*** Exercise passage ***
Seasteading Starts Small Off Coast of Thailand, but It Is Starting

Chad Elwartowski sees the spar beneath his seastead as a floating middle finger to those who "want to control other people's lives through force."


A 20-meter tall spar floating in international waters off the coast of Phuket, Thailand, is "my big finger…to all those out there who want to control other people's lives through force," according to Chad Elwartowski, who with his partner Nadia Summergirl are now the inhabitants of the first seastead sitting on top of that spar. "You know where you can stick this," he adds.

Ocean Buiders

Elwartowski says this in the second video in a four-video series The First Seasteaders documenting the launch of their very first deliberate seastead—a home in international waters where ways of living and governance can be experimented with outside the reach of terrestrial governments. Part one was discussed last week at Reason. The two new videos that rolled out this week are "Raising the Spar" (embedded at bottom of the post) and "Lifting the Stead."
*** End of Exercise passage ***
*** Information shown ***
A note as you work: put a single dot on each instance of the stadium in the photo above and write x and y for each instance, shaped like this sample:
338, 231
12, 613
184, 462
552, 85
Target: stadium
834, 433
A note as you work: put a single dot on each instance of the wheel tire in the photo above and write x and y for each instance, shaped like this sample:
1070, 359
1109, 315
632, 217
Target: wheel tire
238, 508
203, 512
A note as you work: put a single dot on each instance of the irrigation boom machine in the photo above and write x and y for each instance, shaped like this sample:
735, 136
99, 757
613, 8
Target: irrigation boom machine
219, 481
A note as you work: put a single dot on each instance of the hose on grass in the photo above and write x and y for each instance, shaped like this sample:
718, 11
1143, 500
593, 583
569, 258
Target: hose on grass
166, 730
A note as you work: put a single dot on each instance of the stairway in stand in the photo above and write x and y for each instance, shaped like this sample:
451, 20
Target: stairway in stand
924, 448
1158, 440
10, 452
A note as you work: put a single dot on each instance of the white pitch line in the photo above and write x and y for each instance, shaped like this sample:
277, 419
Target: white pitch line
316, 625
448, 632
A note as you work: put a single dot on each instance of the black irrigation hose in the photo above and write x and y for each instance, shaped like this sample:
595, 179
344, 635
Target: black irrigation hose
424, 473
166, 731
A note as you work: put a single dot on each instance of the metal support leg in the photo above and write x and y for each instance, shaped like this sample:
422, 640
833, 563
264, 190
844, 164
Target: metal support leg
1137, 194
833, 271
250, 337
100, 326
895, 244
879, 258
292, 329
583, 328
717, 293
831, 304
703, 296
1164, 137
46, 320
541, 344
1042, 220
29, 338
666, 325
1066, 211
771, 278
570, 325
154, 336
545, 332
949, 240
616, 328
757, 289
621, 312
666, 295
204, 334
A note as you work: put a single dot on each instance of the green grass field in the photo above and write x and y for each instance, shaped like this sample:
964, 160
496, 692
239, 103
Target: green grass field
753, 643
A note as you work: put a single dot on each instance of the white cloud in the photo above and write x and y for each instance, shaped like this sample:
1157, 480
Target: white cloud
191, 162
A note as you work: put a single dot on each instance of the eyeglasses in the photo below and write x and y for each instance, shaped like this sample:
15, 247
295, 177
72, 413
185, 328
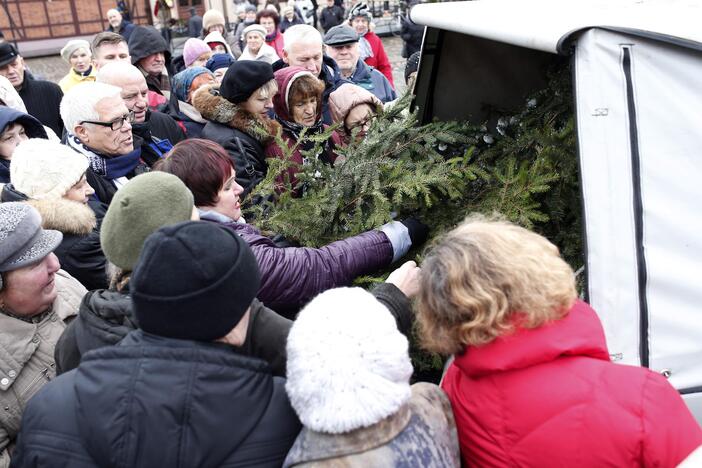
*** End of Information shown ***
Exercise set:
1) List the titles that the seasteading article gives for the video series and for each of the individual videos in it that it names.
2) Continue the article about the seastead off Phuket from the point where it stops.

Responses to the exercise:
1)
The First Seasteaders
Raising the Spar
Lifting the Stead

2)
The videos are a bit promotional in a sense, made by the Seasteading Institute's "seavangelist" Joe Quirk (co-author of a book touting seasteads as the key to solving the world's environmental and governmental problems, Seasteading: How Floating Nations Will Restore the Environment, Enrich the Poor, Cure the Sick, and Liberate Humanity from Politicians). Despite this they contain, despite their brevity, mostly details that might scare off the average tourist (though likely excite people eager for a more challenging existence).

For example, the second video ends with Elwartowski lamenting that a wave caused a hammer to slam him in the face when it hit their seastead while he was holding the tool. In the third video of the series we see Summergirl noting the huge poisonous jellyfish lurking near Elwartowski as he swims off to get their seastead rooted to their spar. We also see how hard it was shoving the spar's summit down in the water to get the seastead to mount it.

The general feel is genial chaos and difficulty, not a lark, which again might be exactly the right message to attract exactly the right people to adopt seasteading as a potential lifestyle.

In chapter four, "Living the Life," which premiers tonight on YouTube and which I saw a preview of, you see Summergirl admitting to being a little bit nervous after their first night alone on their new seastead, but praising the unbelievable view of "a thousand million stars." We also see the couple dancing merrily atop their new 6 meter wide, two-story octagonal home. (We do not see any discussion of how they get provisions out to their remote floating home.)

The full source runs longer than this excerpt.